(Task requirements) Write out the lines again, starting at the one containing "Return one point per instance of the window in" and ending at the last line, and shift every x and y coordinate in the answer lists by -66. Leave all other wording unchanged.

___ Working data ___

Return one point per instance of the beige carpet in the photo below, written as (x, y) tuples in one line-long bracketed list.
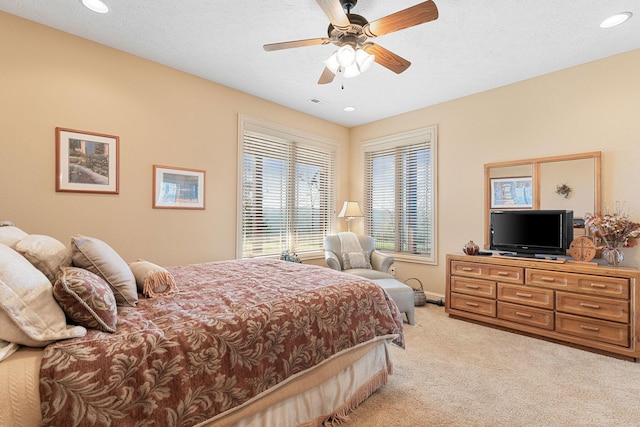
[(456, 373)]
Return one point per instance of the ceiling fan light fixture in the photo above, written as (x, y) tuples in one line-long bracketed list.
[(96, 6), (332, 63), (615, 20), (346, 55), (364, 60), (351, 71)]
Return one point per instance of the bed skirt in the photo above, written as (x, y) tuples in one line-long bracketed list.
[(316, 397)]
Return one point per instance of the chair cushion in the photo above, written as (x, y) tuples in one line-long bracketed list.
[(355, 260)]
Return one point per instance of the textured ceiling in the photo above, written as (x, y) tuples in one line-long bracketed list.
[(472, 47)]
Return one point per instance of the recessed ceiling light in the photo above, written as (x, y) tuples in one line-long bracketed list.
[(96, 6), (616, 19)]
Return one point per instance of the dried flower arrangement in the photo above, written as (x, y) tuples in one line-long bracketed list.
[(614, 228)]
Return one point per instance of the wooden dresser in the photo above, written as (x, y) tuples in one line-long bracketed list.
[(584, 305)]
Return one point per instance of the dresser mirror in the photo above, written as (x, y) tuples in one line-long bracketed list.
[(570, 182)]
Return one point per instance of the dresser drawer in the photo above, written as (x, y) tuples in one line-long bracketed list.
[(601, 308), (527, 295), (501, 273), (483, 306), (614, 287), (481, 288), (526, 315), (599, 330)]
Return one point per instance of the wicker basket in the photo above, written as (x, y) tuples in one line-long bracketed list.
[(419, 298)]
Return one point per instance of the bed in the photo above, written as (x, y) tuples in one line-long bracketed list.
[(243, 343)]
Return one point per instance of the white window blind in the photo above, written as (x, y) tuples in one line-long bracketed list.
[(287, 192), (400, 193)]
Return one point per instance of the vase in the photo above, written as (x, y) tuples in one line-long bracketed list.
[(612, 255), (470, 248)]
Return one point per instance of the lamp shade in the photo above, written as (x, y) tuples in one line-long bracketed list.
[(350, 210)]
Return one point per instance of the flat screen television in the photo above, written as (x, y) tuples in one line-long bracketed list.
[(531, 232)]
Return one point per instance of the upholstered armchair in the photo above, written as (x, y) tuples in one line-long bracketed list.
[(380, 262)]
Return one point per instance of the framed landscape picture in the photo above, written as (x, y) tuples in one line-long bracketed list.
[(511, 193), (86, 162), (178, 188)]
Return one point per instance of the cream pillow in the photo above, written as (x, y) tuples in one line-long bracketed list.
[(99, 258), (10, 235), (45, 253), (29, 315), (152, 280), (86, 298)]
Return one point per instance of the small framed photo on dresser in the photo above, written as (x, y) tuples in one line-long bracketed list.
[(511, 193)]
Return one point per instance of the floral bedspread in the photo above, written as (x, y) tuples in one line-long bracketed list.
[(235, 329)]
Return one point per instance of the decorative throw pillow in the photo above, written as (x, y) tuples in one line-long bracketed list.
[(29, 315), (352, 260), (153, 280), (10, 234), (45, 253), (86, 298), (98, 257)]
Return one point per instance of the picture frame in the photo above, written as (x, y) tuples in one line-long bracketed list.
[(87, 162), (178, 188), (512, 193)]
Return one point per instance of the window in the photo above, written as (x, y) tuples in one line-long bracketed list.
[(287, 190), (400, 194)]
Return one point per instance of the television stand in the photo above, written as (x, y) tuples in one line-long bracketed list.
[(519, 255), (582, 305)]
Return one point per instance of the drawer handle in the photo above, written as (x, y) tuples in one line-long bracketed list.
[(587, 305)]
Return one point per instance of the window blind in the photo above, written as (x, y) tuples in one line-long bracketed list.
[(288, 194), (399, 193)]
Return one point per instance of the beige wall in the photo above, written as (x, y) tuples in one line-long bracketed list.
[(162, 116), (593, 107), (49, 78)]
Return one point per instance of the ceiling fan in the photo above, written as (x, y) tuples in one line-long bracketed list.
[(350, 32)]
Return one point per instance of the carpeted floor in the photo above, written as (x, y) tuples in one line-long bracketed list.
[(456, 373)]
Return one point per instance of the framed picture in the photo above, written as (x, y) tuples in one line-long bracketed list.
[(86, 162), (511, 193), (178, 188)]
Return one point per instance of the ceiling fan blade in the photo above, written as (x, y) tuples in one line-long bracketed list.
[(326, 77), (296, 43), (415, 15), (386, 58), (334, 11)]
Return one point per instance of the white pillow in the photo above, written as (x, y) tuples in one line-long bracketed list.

___

(Result for this task)
Return one point per instance of the window in the photo above, written as (x, y) tuples in one line-long bracketed list.
[(221, 124), (334, 128)]
Return one point per instance of the television stand in the photo above, written as (x, y) tuples in one line-long bracketed list.
[(453, 189), (516, 239)]
Return one point per instance of the drawer handle in the photo above, written as (x, y) tuples in one line-long bracketed list.
[(521, 239)]
Return one point per instance of the window blind in the photo above, written as (x, y) tuples in one line-long bracketed list.
[(222, 128), (333, 127)]
Return one point per instance of the beige wall in the photo above, written as (x, y) tuples in one line-long bracketed list.
[(96, 50), (527, 41), (-17, 12)]
Return one point per instance of the ceiling fan in the photo above, written as (x, y) tuples in one line-long bracketed list.
[(284, -34)]
Return one point per instance of the carpeted floor in the photo above, written as (x, y) tuples in one line-long bracketed list.
[(390, 307)]
Return one point per instance of the framed picture in the photo above, written as (x, y) tuples in one line-long bracketed list.
[(20, 96), (445, 127), (112, 122)]
Return one point per instance of the ceiling fan blade in the photo above, written as (x, y) tuples in one line-long bracketed list.
[(260, 11), (230, -23), (349, -51), (320, -8), (268, -55)]
Return one point per instance of the white pillow in the photo above, written as (x, y) tuples in one line-long bracketed list.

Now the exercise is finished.